Se andar faz bem, pedalar ainda faz melhor...

Eu pensava que chegaria com pernas resistentes, depois de caminhar os quase 800 quilômetros do Caminho de Santiago, mas na primeira pedalada forte, as coxas reclamaram e descobri que os músculos trabalham diferentes.

De fato, meus mocotós ficaram mais grossos; minhas batatas das pernas também, mas as coxas nem quiseram saber...

Isso não quer dizer que eu não tenha conquistado mais resistências, pois caminhando e subindo montanhas com uma mochila nas costas, acabamos trabalhando até os pulmões.

Caminhar só é gostoso se estivermos a trilhar alguma coisa, num caminho qualquer, com um objetivo bem distinto, participando da Natureza. Andar numa calçada, não deixa de ajudar, mas não é a mesma coisa - falta o tempero da ação, o sabor da visão, a música da audição, os aromas diversos que a terra nos lança, sobrando apenas as esquisitices de transeuntes em cima da moda, com celulares e musiquetas nos ouvidos.

Pedalar é pegar uma estrada, seguir um rumo decidido, comportar-se com segurança, usando os equipamentos de proteção e sinalização que todo ciclista deve usar.

Pedalar é sentir o vento contrário, ou o vento de lado que faz a gente andar torto a compensar; é andar na banguela aproveitando a descida, é esconjurar a ladeira e passar as marchas que puder, e se ela não te der chances, não te envergonhes em saltar e terminar a subida empurrando a magrinha...

════════════════════

● Tarefas propostas
(1) No texto sobre caminhar e pedalar, o que falta quando se anda numa calçada? Liste todos os elementos citados.
(2) Reescreva o trecho do texto sobre caminhar e pedalar que vai de "Isso não quer" até "musiquetas nos ouvidos.", trocando "mochila" por "bagagem".
(3) Segundo o texto sobre caminhar e pedalar, quantos quilômetros foram percorridos a pé no Caminho de Santiago?

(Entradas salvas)
════════════════════

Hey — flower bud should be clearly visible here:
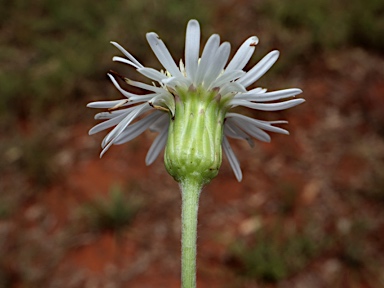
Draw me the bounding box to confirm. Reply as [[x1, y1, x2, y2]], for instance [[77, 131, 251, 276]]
[[164, 86, 228, 185]]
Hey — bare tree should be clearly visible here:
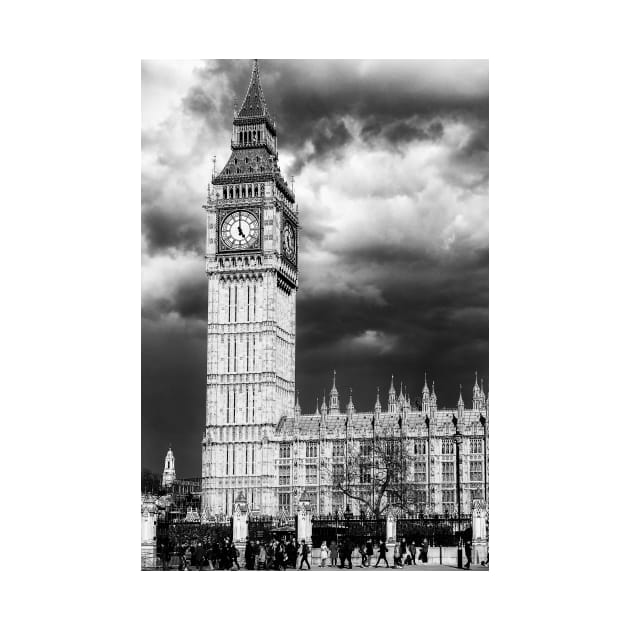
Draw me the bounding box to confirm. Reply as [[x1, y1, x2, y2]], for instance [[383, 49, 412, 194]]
[[325, 431, 416, 518]]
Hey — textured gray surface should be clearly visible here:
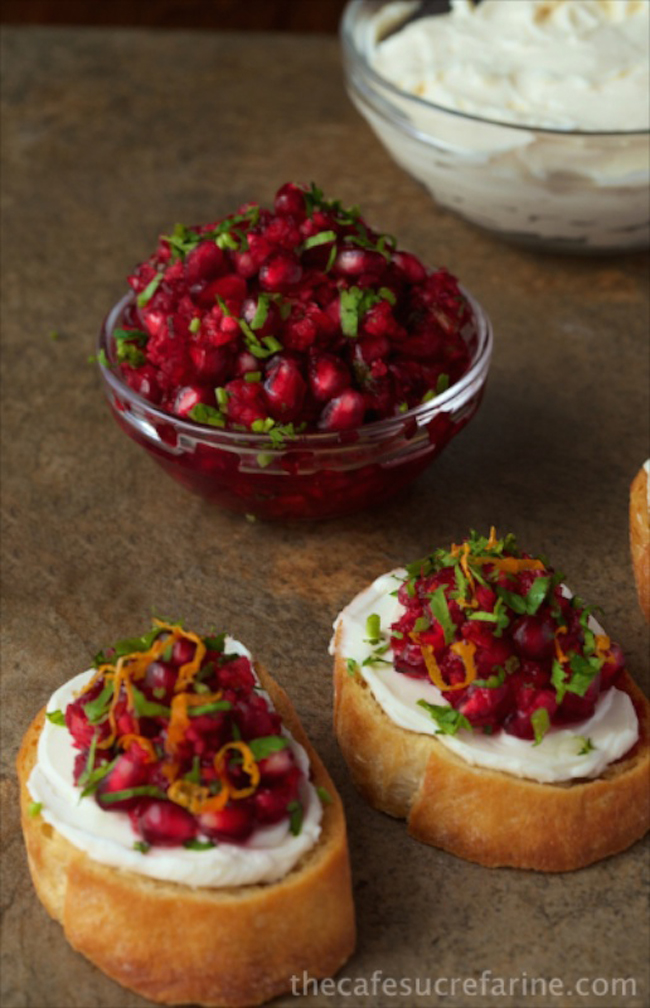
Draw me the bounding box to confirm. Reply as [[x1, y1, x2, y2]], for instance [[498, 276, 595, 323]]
[[1, 21, 650, 1008]]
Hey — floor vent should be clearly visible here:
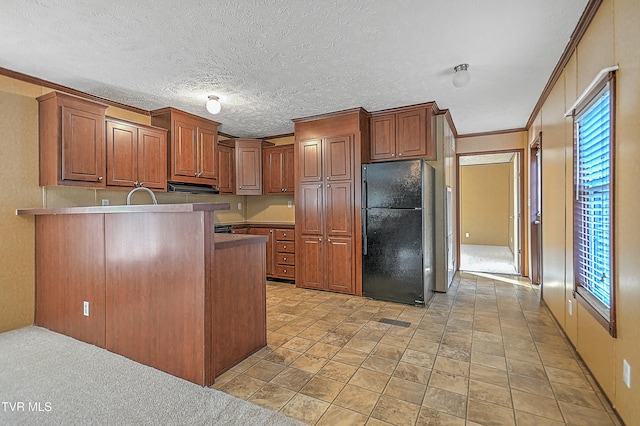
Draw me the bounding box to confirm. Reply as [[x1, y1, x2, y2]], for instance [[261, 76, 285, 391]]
[[380, 318, 411, 327]]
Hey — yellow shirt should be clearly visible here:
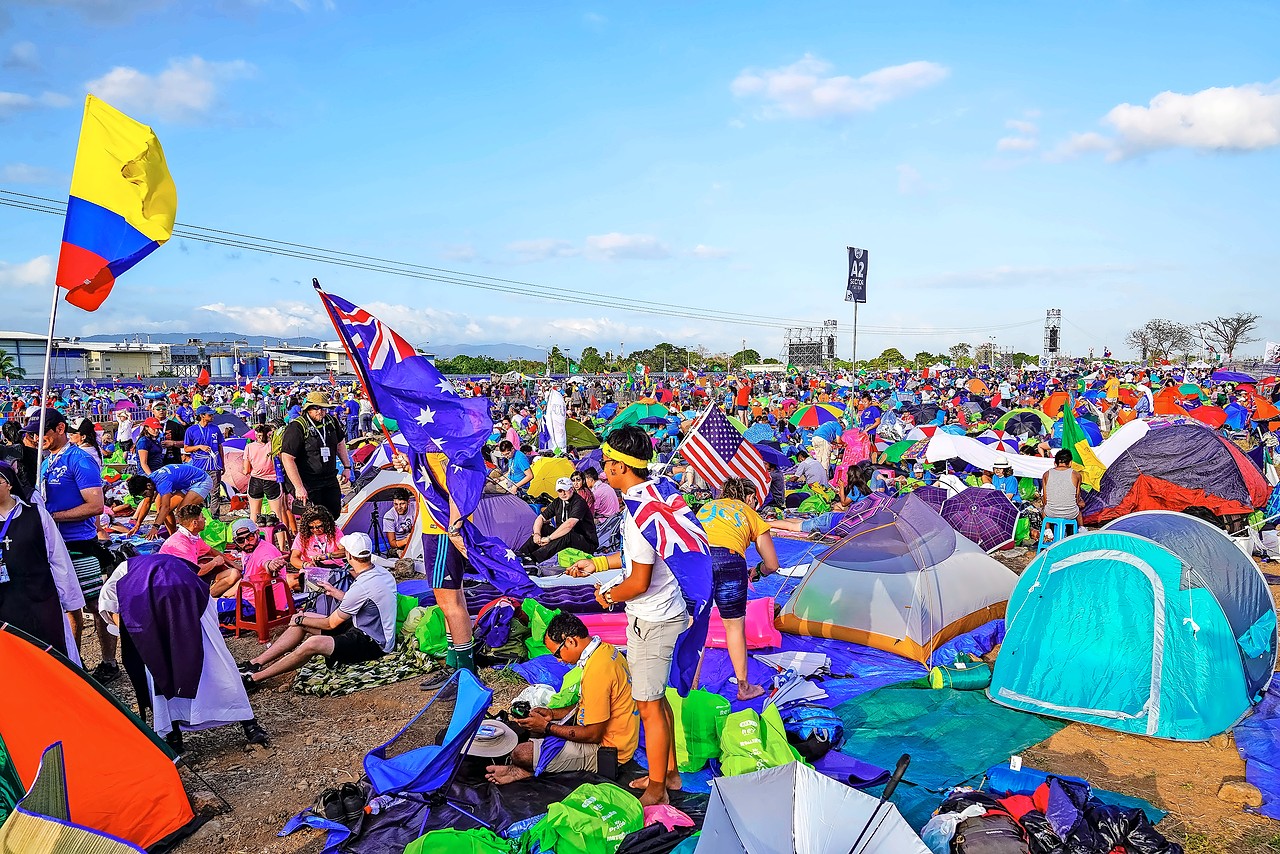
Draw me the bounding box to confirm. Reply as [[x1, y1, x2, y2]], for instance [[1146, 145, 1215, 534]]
[[698, 498, 769, 556], [577, 643, 640, 763]]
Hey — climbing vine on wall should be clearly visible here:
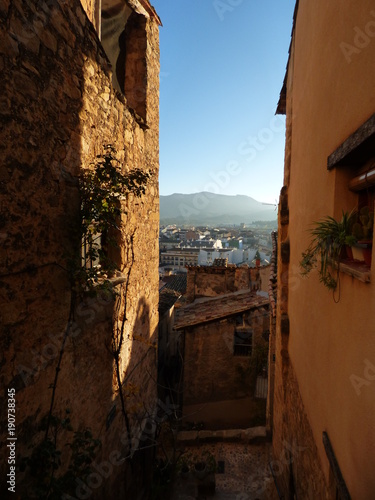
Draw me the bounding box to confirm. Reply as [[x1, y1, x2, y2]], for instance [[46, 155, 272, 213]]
[[24, 144, 151, 498]]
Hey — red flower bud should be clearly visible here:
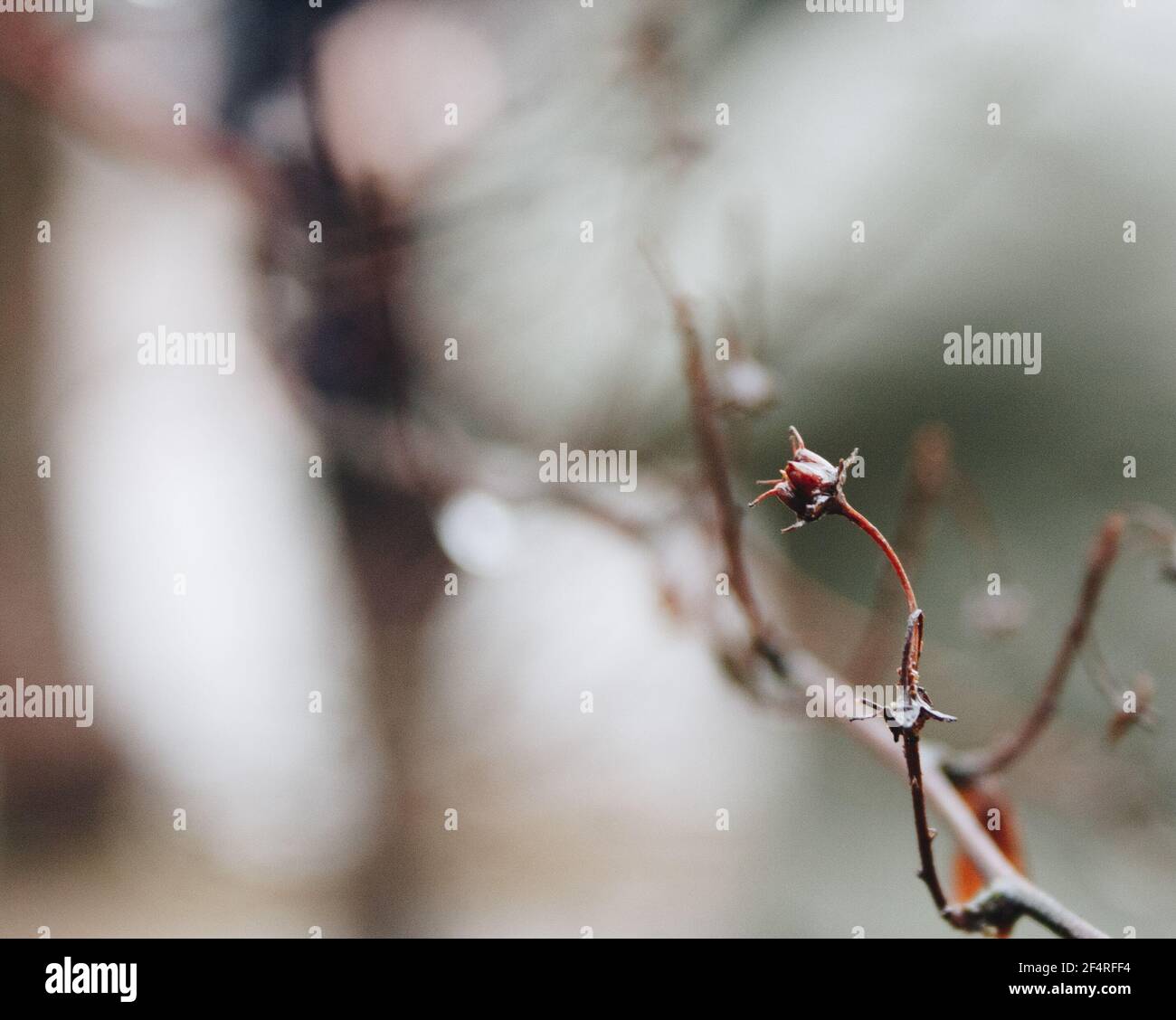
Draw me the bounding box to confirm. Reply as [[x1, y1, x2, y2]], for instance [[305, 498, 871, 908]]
[[750, 428, 844, 531]]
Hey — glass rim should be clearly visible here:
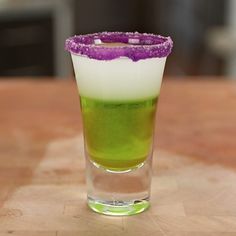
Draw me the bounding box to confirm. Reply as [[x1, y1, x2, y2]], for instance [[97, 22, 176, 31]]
[[65, 32, 173, 61]]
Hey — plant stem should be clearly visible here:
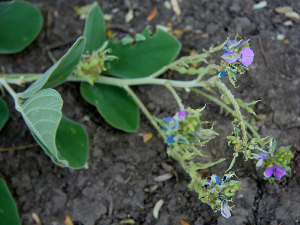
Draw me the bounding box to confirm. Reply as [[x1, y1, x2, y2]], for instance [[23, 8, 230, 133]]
[[123, 85, 167, 141], [0, 78, 21, 111], [165, 82, 184, 110], [5, 74, 207, 88], [191, 88, 261, 139], [216, 81, 248, 146], [0, 143, 39, 152]]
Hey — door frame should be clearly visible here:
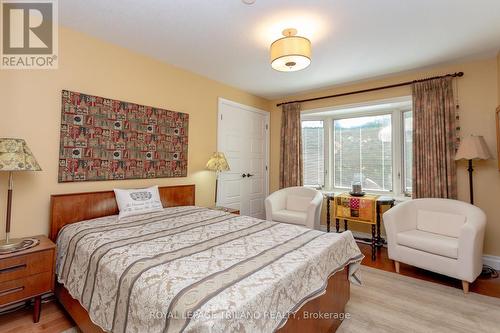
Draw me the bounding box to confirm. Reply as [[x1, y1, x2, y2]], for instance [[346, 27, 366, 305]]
[[215, 97, 271, 205]]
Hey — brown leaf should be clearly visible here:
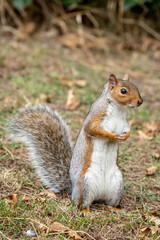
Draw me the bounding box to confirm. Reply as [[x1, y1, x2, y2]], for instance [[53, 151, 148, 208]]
[[38, 198, 46, 202], [60, 77, 74, 87], [150, 216, 160, 226], [6, 194, 17, 210], [22, 195, 29, 202], [50, 222, 82, 240], [37, 224, 48, 233], [34, 180, 41, 187], [35, 93, 54, 104], [45, 189, 57, 199], [14, 22, 36, 40], [138, 130, 154, 140], [149, 210, 160, 218], [146, 166, 157, 176], [75, 79, 87, 87], [66, 89, 79, 111], [139, 227, 151, 238], [60, 33, 82, 49], [108, 206, 127, 213], [152, 152, 160, 158], [87, 37, 110, 51], [143, 123, 159, 132]]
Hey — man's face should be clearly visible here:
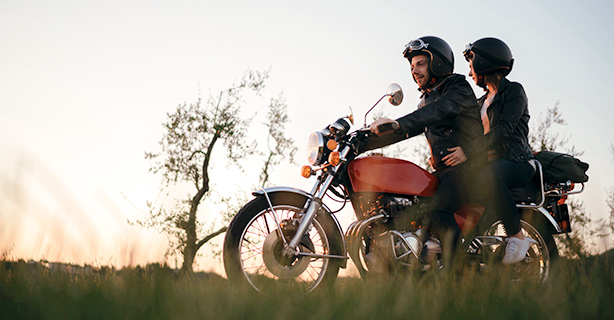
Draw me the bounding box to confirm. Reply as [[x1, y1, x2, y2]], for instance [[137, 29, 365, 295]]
[[411, 55, 431, 89]]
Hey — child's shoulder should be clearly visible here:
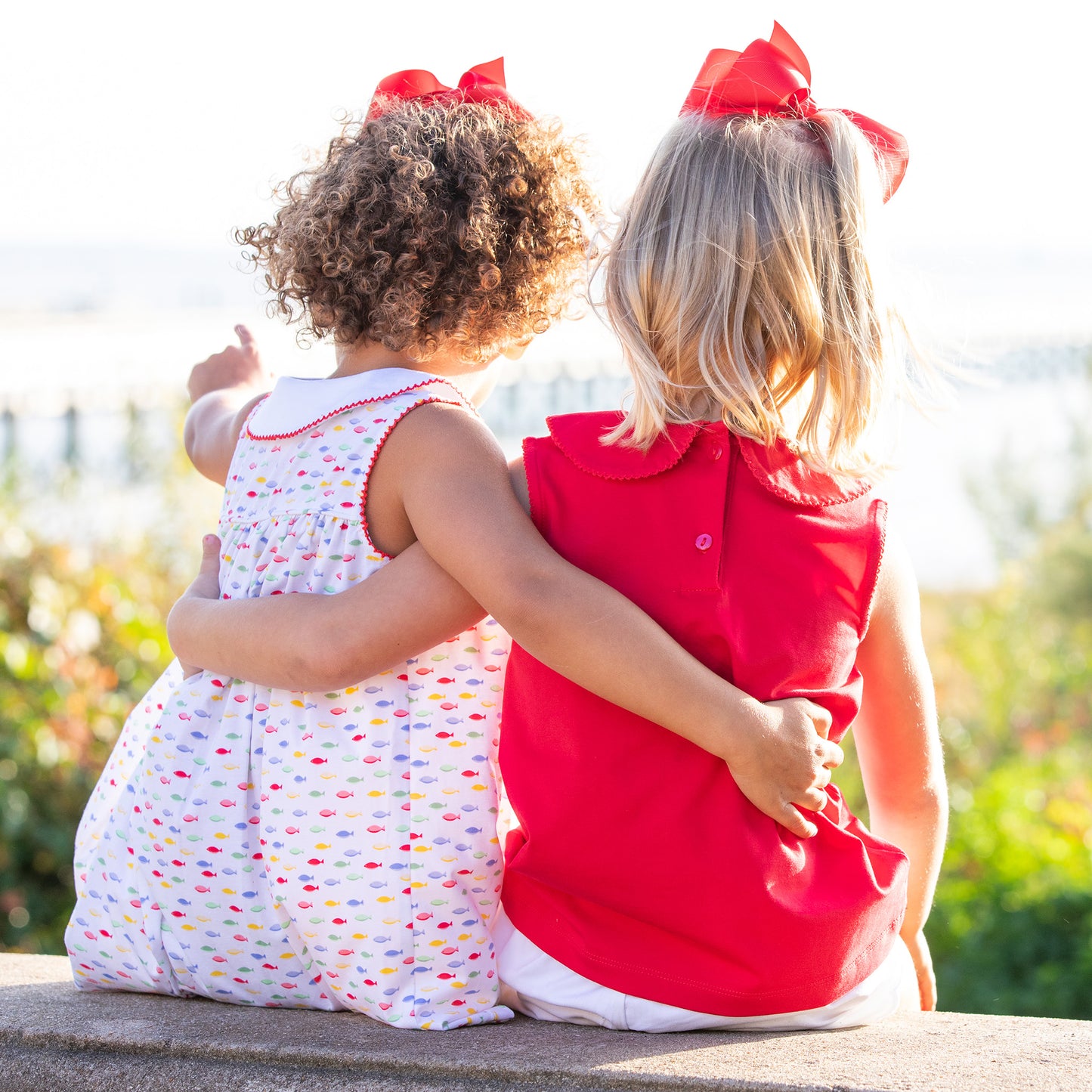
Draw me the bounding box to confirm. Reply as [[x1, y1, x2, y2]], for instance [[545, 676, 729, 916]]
[[533, 410, 871, 508], [524, 410, 699, 481], [247, 368, 466, 440]]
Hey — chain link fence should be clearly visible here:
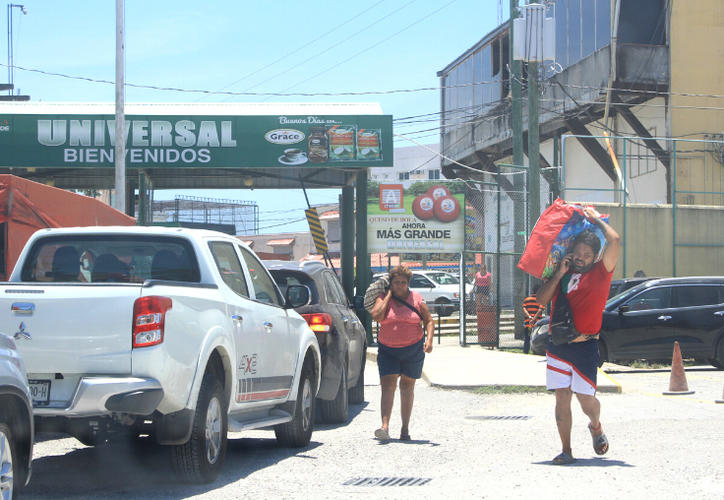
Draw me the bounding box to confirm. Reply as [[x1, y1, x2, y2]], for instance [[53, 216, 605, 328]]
[[461, 164, 557, 349]]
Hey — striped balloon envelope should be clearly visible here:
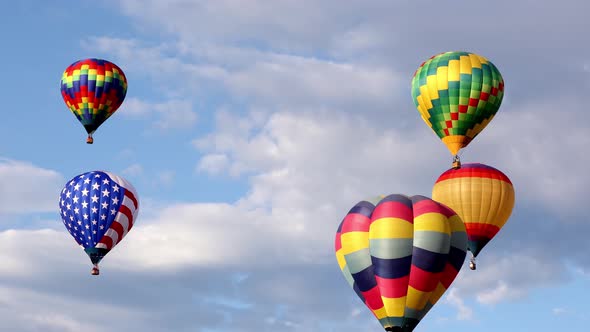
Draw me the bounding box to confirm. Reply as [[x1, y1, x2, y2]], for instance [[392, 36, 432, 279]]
[[412, 52, 504, 156], [60, 59, 127, 144], [432, 163, 515, 269], [335, 194, 467, 332], [59, 171, 139, 275]]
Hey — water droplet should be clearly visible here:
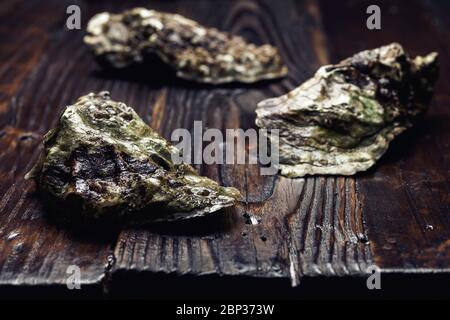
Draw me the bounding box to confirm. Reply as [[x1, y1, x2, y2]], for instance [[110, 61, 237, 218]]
[[6, 231, 20, 241]]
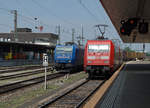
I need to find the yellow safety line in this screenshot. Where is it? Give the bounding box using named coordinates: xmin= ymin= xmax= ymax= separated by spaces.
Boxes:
xmin=83 ymin=63 xmax=124 ymax=108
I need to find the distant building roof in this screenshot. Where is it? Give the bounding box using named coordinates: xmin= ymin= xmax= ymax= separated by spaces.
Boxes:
xmin=0 ymin=32 xmax=58 ymax=45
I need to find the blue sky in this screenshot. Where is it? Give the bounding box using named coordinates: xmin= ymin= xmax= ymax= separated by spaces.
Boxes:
xmin=0 ymin=0 xmax=149 ymax=51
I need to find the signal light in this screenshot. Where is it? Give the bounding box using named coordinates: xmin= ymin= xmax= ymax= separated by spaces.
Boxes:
xmin=120 ymin=18 xmax=138 ymax=36
xmin=138 ymin=22 xmax=148 ymax=34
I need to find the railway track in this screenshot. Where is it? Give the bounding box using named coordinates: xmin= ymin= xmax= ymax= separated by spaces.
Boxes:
xmin=0 ymin=64 xmax=53 ymax=74
xmin=0 ymin=66 xmax=42 ymax=74
xmin=39 ymin=80 xmax=105 ymax=108
xmin=0 ymin=73 xmax=65 ymax=94
xmin=0 ymin=67 xmax=51 ymax=80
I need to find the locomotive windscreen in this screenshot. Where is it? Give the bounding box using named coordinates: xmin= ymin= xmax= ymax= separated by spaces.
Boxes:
xmin=88 ymin=45 xmax=110 ymax=52
xmin=56 ymin=46 xmax=73 ymax=53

════════════════════

● Respostas das tarefas
(1)
- o tempero da ação
- o sabor da visão
- a música da audição
- os aromas diversos que a terra nos lança

(2)
Isso não quer dizer que eu não tenha conquistado mais resistências, pois caminhando e subindo montanhas com uma bagagem nas costas, acabamos trabalhando até os pulmões.

Caminhar só é gostoso se estivermos a trilhar alguma coisa, num caminho qualquer, com um objetivo bem distinto, participando da Natureza. Andar numa calçada, não deixa de ajudar, mas não é a mesma coisa - falta o tempero da ação, o sabor da visão, a música da audição, os aromas diversos que a terra nos lança, sobrando apenas as esquisitices de transeuntes em cima da moda, com celulares e musiquetas nos ouvidos.

(3) Quase 800 quilômetros.